>>>

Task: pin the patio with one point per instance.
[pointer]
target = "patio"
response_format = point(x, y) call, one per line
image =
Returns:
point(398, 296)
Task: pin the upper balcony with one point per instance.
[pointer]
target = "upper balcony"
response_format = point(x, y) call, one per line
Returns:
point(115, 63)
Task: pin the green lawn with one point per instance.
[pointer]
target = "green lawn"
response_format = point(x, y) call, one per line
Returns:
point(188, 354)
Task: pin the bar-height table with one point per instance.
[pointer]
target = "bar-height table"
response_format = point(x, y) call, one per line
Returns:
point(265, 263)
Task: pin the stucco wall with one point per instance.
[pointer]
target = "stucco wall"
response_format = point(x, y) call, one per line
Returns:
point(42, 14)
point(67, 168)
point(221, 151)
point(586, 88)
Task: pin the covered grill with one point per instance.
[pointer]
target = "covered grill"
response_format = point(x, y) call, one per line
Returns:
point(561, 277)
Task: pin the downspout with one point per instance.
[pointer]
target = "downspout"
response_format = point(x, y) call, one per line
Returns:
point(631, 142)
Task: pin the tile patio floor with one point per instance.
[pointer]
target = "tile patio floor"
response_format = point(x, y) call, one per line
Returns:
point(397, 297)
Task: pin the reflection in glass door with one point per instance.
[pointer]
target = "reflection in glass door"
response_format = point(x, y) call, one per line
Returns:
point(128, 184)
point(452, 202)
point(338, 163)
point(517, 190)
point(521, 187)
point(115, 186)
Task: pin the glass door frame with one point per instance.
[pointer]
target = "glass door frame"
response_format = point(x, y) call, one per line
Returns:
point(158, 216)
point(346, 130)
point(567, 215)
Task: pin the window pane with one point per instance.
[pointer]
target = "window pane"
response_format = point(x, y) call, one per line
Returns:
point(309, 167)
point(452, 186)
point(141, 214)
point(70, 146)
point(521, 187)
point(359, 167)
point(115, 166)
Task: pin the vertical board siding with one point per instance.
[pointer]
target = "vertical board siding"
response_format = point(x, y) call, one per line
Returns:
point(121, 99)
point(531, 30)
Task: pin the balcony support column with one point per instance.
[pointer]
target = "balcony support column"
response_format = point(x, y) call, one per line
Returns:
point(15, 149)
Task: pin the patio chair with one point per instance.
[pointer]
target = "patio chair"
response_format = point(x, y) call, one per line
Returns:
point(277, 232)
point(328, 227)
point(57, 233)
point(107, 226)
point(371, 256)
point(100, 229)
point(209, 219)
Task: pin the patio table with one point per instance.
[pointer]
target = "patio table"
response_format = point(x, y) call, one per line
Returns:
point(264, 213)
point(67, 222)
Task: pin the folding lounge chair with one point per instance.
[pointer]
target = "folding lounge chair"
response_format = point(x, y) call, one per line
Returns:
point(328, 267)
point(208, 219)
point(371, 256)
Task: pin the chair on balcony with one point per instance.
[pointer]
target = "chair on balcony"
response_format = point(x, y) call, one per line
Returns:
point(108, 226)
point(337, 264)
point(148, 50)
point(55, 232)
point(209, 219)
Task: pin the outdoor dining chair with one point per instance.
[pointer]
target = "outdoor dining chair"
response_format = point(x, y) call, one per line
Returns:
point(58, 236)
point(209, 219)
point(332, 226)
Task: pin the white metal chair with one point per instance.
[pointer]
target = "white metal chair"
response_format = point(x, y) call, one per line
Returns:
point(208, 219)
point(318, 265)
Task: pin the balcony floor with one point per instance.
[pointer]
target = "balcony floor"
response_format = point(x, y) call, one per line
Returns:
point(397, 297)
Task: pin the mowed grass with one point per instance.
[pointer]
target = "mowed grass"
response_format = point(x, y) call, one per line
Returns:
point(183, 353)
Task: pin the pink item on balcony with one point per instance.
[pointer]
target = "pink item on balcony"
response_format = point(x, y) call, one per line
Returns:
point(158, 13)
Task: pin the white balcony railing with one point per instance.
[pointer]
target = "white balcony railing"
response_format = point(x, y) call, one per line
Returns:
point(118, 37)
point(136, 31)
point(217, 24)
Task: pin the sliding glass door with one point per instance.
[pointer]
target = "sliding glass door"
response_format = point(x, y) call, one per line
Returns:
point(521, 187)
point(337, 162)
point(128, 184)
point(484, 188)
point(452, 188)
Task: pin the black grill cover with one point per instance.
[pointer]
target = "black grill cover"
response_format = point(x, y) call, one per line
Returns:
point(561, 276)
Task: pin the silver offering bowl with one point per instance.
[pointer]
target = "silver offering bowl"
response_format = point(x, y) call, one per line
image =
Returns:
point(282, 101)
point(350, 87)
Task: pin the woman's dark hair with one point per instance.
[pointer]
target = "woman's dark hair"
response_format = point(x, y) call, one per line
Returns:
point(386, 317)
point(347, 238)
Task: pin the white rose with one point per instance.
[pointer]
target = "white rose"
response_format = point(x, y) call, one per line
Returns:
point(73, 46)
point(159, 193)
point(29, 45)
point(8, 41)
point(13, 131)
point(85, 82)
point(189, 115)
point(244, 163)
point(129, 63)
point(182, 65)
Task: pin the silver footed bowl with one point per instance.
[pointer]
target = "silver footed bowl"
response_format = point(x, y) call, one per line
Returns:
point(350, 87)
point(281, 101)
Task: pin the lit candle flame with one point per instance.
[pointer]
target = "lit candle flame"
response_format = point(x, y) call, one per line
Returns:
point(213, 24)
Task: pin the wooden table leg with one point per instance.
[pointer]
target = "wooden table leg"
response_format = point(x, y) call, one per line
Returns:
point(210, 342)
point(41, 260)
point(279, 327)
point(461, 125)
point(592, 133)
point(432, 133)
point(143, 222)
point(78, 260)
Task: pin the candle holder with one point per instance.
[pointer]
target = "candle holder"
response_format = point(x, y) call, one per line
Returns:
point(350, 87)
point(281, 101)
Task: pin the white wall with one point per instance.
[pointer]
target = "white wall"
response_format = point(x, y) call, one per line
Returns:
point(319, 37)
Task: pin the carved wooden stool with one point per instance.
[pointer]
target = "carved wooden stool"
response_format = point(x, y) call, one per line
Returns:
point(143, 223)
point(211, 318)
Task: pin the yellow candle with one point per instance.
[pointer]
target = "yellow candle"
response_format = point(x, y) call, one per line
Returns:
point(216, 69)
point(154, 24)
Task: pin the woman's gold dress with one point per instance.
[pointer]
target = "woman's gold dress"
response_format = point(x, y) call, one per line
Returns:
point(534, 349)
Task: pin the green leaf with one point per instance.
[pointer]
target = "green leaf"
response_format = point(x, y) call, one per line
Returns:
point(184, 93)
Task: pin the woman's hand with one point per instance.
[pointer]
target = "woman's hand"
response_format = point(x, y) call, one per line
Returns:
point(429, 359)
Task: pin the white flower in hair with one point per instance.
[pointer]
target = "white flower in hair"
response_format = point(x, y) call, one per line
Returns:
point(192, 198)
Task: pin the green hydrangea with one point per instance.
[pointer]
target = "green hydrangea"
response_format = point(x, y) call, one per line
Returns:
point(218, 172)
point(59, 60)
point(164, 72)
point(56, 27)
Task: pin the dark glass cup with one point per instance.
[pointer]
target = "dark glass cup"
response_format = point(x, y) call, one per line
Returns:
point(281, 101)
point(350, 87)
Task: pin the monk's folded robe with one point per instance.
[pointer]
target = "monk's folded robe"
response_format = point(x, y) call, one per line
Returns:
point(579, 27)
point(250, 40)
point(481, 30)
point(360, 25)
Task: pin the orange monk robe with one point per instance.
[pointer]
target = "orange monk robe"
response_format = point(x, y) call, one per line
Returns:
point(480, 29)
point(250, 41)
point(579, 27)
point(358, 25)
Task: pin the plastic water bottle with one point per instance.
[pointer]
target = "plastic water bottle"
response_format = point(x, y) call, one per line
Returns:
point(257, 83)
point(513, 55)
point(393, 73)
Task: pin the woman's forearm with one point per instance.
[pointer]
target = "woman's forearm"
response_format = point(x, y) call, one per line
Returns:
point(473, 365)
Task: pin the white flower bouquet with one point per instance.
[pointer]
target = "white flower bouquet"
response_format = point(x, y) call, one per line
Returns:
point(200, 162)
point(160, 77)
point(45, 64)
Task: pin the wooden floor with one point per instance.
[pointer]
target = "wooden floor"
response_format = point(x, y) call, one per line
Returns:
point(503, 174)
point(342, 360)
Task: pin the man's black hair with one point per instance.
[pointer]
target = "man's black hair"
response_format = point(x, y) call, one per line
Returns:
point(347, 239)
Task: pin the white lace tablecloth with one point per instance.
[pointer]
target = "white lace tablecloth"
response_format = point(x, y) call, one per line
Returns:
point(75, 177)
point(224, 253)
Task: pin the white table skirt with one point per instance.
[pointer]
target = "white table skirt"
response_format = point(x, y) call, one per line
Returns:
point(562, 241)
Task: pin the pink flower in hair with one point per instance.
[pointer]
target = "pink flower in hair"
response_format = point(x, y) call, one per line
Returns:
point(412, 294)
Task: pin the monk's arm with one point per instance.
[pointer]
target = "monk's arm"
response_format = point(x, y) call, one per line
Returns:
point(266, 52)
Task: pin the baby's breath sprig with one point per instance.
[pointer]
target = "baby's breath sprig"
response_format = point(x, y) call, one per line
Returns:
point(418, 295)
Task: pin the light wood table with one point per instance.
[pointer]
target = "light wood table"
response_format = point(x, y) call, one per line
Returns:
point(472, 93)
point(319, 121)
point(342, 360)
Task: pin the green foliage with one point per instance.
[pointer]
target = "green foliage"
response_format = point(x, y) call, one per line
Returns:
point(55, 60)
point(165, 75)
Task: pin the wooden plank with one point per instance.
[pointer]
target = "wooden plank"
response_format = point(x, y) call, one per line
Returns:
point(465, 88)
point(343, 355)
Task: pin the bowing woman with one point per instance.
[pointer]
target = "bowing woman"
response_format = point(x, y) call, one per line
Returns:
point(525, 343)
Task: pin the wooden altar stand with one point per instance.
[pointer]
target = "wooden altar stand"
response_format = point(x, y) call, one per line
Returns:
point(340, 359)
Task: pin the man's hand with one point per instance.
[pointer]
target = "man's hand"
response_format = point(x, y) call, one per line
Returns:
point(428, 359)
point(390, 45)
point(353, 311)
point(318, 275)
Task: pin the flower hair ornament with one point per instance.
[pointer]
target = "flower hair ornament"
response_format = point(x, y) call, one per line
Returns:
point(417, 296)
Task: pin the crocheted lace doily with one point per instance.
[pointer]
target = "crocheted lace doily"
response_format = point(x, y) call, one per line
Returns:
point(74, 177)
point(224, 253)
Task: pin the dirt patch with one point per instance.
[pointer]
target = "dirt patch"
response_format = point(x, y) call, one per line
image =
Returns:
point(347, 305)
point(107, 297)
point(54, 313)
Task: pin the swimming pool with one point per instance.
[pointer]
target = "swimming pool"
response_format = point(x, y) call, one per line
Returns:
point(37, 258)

<<<

TO DO:
In the material above, find each line that has the string "ornament" and return it.

REPLY:
Task: pin the flower hair ornament with one point per instance.
target = "flower hair ornament"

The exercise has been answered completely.